Written task:
Revise the items below so that every "Point per instance" becomes "Marked locations", keeping everything else the same.

********

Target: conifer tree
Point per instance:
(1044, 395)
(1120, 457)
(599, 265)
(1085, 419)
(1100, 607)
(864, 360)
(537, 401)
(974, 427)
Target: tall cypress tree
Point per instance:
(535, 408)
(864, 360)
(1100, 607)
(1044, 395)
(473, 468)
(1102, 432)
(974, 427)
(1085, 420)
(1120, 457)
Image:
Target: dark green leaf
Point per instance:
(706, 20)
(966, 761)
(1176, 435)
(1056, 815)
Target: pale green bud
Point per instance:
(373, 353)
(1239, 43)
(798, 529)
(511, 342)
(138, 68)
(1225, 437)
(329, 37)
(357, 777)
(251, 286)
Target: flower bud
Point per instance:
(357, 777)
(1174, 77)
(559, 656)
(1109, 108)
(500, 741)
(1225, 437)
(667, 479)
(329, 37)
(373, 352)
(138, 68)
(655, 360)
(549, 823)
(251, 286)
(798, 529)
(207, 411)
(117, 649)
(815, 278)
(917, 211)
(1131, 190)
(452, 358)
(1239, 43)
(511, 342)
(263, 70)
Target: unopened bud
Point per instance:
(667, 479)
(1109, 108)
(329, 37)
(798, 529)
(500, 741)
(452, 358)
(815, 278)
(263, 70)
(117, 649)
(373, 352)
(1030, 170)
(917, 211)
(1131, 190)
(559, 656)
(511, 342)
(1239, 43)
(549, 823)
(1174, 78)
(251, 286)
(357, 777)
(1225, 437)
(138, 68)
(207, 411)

********

Complete output:
Target: conifer tree
Marked locations:
(1044, 395)
(1120, 457)
(599, 265)
(1085, 419)
(1100, 607)
(864, 360)
(537, 401)
(974, 427)
Target: tall cypress tree
Marked locations:
(535, 408)
(864, 360)
(1100, 607)
(1044, 395)
(473, 468)
(1102, 432)
(974, 427)
(1085, 420)
(1120, 457)
Image:
Target: dark green leaf
Marked locations:
(706, 20)
(966, 761)
(1176, 435)
(1056, 815)
Target: pale green bud
Marked locations:
(373, 353)
(1239, 43)
(798, 529)
(511, 342)
(138, 68)
(1225, 437)
(329, 37)
(357, 777)
(251, 286)
Target: flower bud
Marked locations:
(357, 777)
(1174, 77)
(559, 656)
(1109, 108)
(500, 741)
(1225, 437)
(667, 479)
(329, 37)
(373, 352)
(138, 68)
(655, 360)
(549, 823)
(251, 286)
(798, 529)
(207, 411)
(117, 649)
(815, 278)
(917, 211)
(1131, 190)
(452, 358)
(1239, 43)
(511, 342)
(263, 70)
Target: unopened bud
Marked locations:
(667, 479)
(1109, 108)
(329, 37)
(798, 529)
(500, 741)
(452, 358)
(815, 278)
(263, 70)
(117, 649)
(373, 352)
(1030, 170)
(917, 211)
(1131, 190)
(559, 656)
(511, 342)
(1239, 43)
(549, 823)
(1174, 78)
(251, 286)
(357, 777)
(1225, 437)
(138, 68)
(207, 411)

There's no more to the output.